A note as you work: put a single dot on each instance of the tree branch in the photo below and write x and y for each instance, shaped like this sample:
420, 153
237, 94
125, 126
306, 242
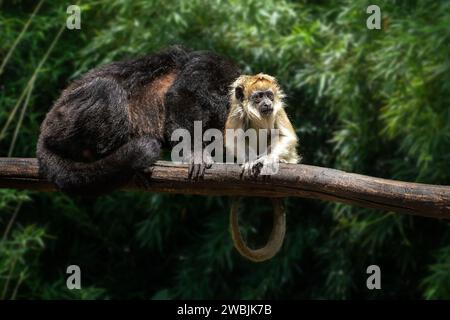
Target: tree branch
291, 181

* **Aim of the task**:
Reproduce the material above line for line without any change, leaving out the picture.

* **Answer to the problem**:
A note as you work: put a single dot on each instance of the tree branch in the photo below and write x and y for each instance, shaped like this sample:
420, 153
237, 94
125, 126
306, 242
Target: tree branch
291, 181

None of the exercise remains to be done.